PAGE TEXT.
—————

Mira Leonard | iStile

Wednesday, March 20, 2013

MAKING PROFESSIONAL NETWORKS WORK

Increasing the chances of success of alliance relationships

Over the past several decades, globalization and regulation have forced the creation and development of a multitude of global professional networks a/k/a alliances or associations. Their purpose is to provide a structured framework for independent local firms in different jurisdictions to come together and cost-effectively provide services to clients across borders. While the majority of these networks are found in law and accounting, they also cover industries like tax, insurance, real estate, architecture, etc. Recent research shows that these networks employ more than a million professionals and staff, and have cumulative annual revenues in excess of $200 billion. Throughout the last few years, I’ve personally worked with about a dozen networks across various industries, witnessing both best and worst practices, hence this article.

Whether it’s an extremely well structured network (like the Big 4), or one more loosely organized, for the network to function, its member firms must have shared strategic objectives that lead to strategic value creation, contributing to a feasible venture that can withstand competitive pressure and environmental change. That’s mainly manifested by the members’ ability to receive referrals from other members, the quality and reliability of firms to which they can refer, the potential to attract and of course, retain clients by being able to provide services in other states or countries, as well as the members’ capacity to exchange knowledge that can reduce risks in their own firm's operations, and access to other resources. Clients are in the heart of the member firms. The network’s purpose is to provide a platform to facilitate meeting members’ objectives by offering support like branding, market positioning, technical knowledge, etc.

—————

GIVEN REQUEST 1.
Using the article on professional networks, answer these:
(a) Which two forces does it say drove the creation of these networks?
(b) What cumulative annual revenues does it report for them?
(c) Which network does it give as an example of an extremely well structured one?
GIVEN REQUEST 2.
The article on professional networks says member firms must have shared strategic objectives. Using its own reasoning, explain why.
GIVEN REQUEST 3.
Continue the article on professional networks after its final paragraph.

DATA LISTING.
—————

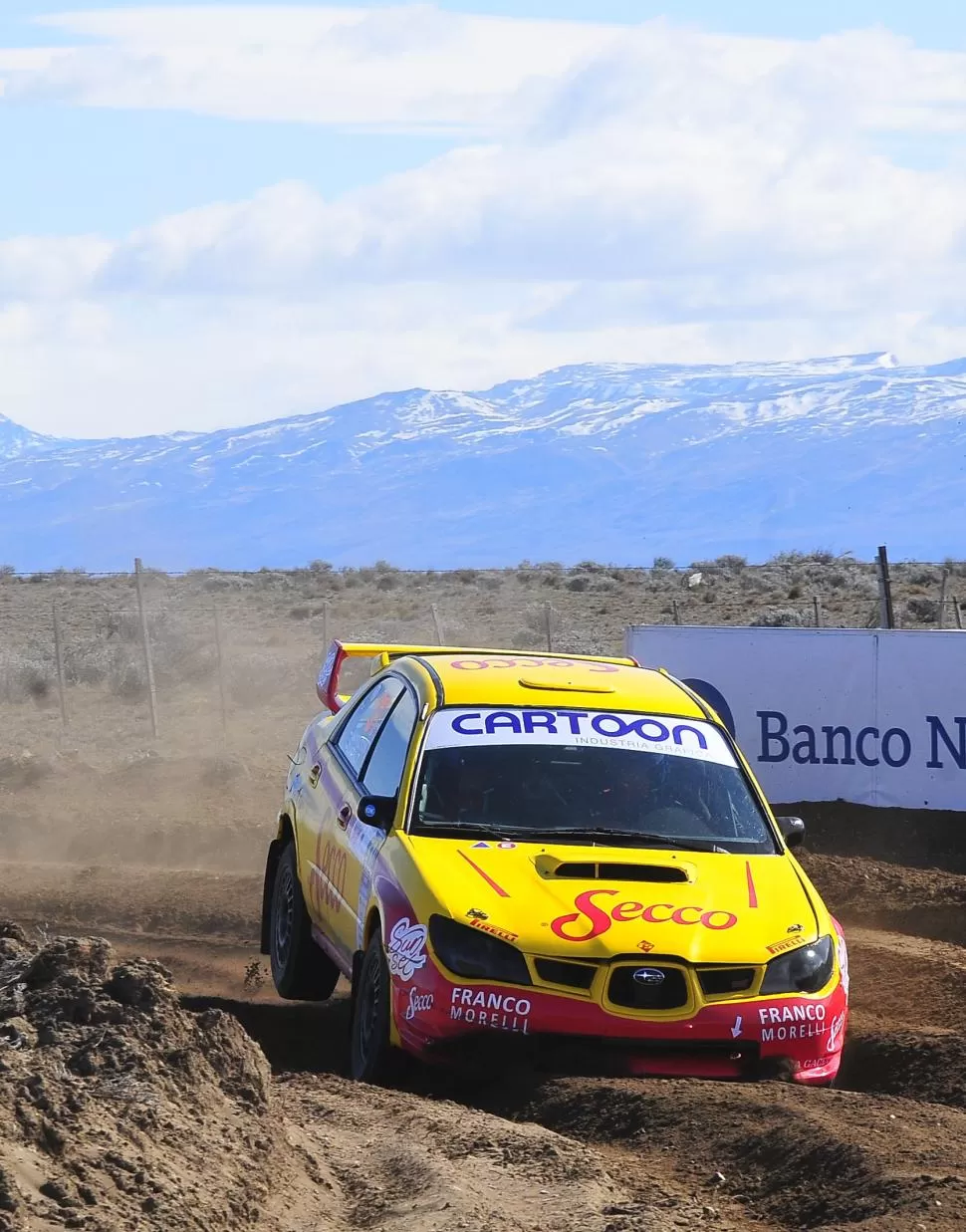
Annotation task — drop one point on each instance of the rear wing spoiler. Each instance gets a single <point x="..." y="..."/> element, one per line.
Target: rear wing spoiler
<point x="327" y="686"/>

—————

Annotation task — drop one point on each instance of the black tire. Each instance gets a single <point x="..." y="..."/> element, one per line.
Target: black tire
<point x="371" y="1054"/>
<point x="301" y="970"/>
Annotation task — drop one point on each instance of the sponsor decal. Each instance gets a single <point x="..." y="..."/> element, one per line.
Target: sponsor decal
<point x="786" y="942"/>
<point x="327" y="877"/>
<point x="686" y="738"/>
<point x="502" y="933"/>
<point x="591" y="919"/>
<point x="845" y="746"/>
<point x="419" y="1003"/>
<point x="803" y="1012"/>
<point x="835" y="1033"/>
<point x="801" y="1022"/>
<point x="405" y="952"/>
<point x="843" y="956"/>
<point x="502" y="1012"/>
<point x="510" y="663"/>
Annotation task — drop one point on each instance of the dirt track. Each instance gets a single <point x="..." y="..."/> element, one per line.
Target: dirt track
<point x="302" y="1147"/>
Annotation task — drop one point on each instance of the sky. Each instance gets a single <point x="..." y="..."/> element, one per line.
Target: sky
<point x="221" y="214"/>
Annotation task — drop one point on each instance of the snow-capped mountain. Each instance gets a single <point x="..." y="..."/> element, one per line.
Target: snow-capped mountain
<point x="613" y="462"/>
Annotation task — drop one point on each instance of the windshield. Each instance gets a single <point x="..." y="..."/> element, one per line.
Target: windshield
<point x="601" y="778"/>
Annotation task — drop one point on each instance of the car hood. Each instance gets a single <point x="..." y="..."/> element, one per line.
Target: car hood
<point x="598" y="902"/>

—————

EXPECTED ANSWER 1.
(a) Globalization and regulation.
(b) More than $200 billion.
(c) The Big 4.

EXPECTED ANSWER 2.
According to the article, a network can function only if its member firms share strategic objectives. Those objectives lead to strategic value creation, which supports a feasible venture able to withstand competitive pressure and environmental change.

EXPECTED ANSWER 3.
As with all organizations, their success depends on shared objectives, long-term commitment and collaboration. Professional networks have to work very hard to become and remain successful. According to industry data and my professional experience, the most common challenges for networks are unbalanced relative contribution, differing short term vs. long term priorities, culture clashes, and incompatible styles and objectives of members. And what is the solution?! A reconciliation of at least two sets of the following: business systems, people, cultures and structures, plus added sensitivity to the cultural and environmental specificity of each member.

It makes sense, right? If you think of the leading, well-structured networks, they all share a common brand, business systems and perhaps people and organizational culture (although the latter might not always be the case). So why won’t more organizations adopt this model? Firms often perceive that these networks will impair their strong local brands, threaten the independence of their operations, and require unacceptable levels of data and relationship sharing. In sum, these concerns indicate a lack of trust and an unwillingness to incur additional cost.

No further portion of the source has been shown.